[PAGE TEXT]
▼

Meanwhile on TikTok: Anti-Vaxxers Freaked By Viral ‘Vaccine Bandits’ Video (If Only This Were a Real Thing)

Talk about fake news that we wish was true. A viral video circulating on TikTok claims that there are “vaccine bandits” running around Los Angeles inoculating people against Covid against their will.

US filmmaker Gray Fagan is the man behind the vid, which has over 6 million views. It was meant to be a parody but the outrageous – and obviously false – story was taken seriously by anti-vaxxers, spreading fear among Covidiots faster than the deadly virus itself.

@graysworldhave meant of you run into the bandits?!???

♬ original sound – Gray

The video starts with a fake Los Angeles Times newspaper headline claiming “‘Vaccine Bandits’ take over Los Angeles Streets.” Then it shows black-and-white security camera footage of man approaching a woman and jabbing her in the arm.

“So apparently what these guys do is they walk up to you on the street, and they ask if you’re vaccinated — and if you hesitate at all, they inject you with a vaccine right on the spot,” the TikToker says in the video. “And then they, like, throw a vaccine card at you after they inject you, and it says, like ‘Hollywood Boulevard’ or wherever you got injected, and they even leave it blank, so you can fill in your name.”

▲

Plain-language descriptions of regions

▼

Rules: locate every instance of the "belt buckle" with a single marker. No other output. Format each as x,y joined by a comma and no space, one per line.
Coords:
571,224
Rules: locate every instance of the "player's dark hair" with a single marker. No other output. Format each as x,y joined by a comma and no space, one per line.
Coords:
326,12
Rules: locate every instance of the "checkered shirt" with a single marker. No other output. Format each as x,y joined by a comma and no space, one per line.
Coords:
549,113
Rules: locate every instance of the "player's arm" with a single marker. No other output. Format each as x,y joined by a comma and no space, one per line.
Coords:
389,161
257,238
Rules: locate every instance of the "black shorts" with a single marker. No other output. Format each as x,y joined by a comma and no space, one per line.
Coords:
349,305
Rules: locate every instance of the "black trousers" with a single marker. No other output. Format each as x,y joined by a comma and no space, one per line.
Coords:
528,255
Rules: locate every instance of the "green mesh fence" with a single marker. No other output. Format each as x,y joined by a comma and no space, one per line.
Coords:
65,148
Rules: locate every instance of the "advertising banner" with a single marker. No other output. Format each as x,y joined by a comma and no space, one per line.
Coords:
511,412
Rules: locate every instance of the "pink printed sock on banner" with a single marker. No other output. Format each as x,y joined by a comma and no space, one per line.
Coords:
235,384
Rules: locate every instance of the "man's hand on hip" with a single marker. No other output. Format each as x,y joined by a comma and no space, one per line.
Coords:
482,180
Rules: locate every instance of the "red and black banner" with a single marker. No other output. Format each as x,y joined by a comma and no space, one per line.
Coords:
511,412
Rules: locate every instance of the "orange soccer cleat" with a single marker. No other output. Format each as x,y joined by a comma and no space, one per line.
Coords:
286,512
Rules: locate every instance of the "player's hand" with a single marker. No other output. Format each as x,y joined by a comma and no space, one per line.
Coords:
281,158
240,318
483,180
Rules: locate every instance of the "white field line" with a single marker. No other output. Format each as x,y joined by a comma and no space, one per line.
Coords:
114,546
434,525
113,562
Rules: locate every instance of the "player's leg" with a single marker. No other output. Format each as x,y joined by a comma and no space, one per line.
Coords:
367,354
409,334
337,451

▲

[TASK TO CARRY OUT]
According to the article on the "vaccine bandits" video, how many views does the video have?

[OUTPUT FOR THIS TASK]
Over 6 million views.